◆ **作業指示**
• A. 映画評によると、主人公のキャスターは贈収賄が表沙汰になりそうになったため、どの部門に飛ばされましたか。
• B. 映画評の続きを、途切れたところから引き継いで書いてください。

◆ **提示本文**
┏━━

マスコミも、警察も、政府も、もちろんテロリストも。
でも、日本も他山の石にするべき、そんな笑えない話。

主人公は、放送局のキャスター(ハ・ジョンウ)。
しかし、賄賂社会の韓国では出世のための贈収賄は当たり前。
彼もそれに手を染め、それが表沙汰になりそうになったため、
裏街道ともいうべきラジオ部門に飛ばされた。
そこで、朝の報道番組を始めたのだが、
そこにちょっとアタマのイっちゃってる男からの電話。
キャスターは面倒くさいと思い、電話を切ろうとしていたところ、
「これから橋を爆破する」
と突然言い出した。
冗談だと思ったキャスターは「どうぞおやんなさい」と言ったところ、
数分と経たぬうちに橋は爆破。
「とんでもないことが起こった」と思うと同時に、
今のやりとりが電波に乗ってないことを幸いと思い、
キャスターはテレビという表舞台に復帰すべく、
この男との通話を独占スクープにしようと企てる。
しかし、それが国家を巻き込む一大事に発展してしまうのだが…。

何が腐ってるって、まず放送局である。
キャスターの最初の対処もそもそも悪いのだが、
キャスターがこの話を自分の野心のために逆用しようとし、
上層部もその話に乗ってしまう。
挙げ句の果てに「どうせ橋の上に取り残された人たちは助からない。
だから、電話の男にいっそさらに爆破させて悪魔に変貌させてしまうんだ」
と、完全なる人命軽視。
さらに、キャスターの上司も「視聴率が70%超えたから、あとは好きにやれ」
という無責任ぶり。
その上、キャスターが上層部の思い通りにならないと見るや、
贈収賄の話を他局にリークして脅しをかける有様。
まさに「マスゴミ」の真骨頂である。

警察も警察である。
男が、大統領に謝罪を要求したところ、
ようやく現れたのが警察の一番偉い人。
しかも、「お前のことは調べ尽くした。

┗━━

◆ **提示資料**

┏━━

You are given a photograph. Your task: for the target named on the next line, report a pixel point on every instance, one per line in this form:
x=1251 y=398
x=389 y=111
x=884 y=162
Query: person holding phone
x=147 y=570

┗━━

◆ **各作業の回答**
• A. ラジオ部門です。

• B.
子供を政府の奨学金で学校に通わせておいて、
よくも政府を脅すようなマネができたもんだな。
とっとと自首しないと、息子にも顔向けできないぞ」
とものすごく挑発的な語り口。
挙句、この偉い人は殺されてしまうんだが、
実はこの時調べ上げた男がすでに死んでいたと後でわかる。
こいつら、いったい彼の何を調べたんだか…。

政府は、アメリカと同じく「テロとは交渉しない」の一点張り。
それでいて、最終的にはキャスターまで射殺しようとするのである
(おそらく、電話の男と共謀してたことにでもするつもりだったんだろう)。
しかし、真犯人がクライマックスで言う
「一言謝るのが、そんなに難しいことなのか」というセリフの通り、
正式に陳謝すれば済む話ではないのか
(もっとも、我々日本人からしてみれば、
「ホントに1回謝罪すれば済むのかよ」と思わないでもないんだが…)。
それとも、さらなる要求があるのではと勘繰ってたのだろうか。

電話の男も確かに問題はある。
2年前に死んだ父親のために、なぜ今突然動いたのか。
それに、かなり爆弾に関する知識があるのだ。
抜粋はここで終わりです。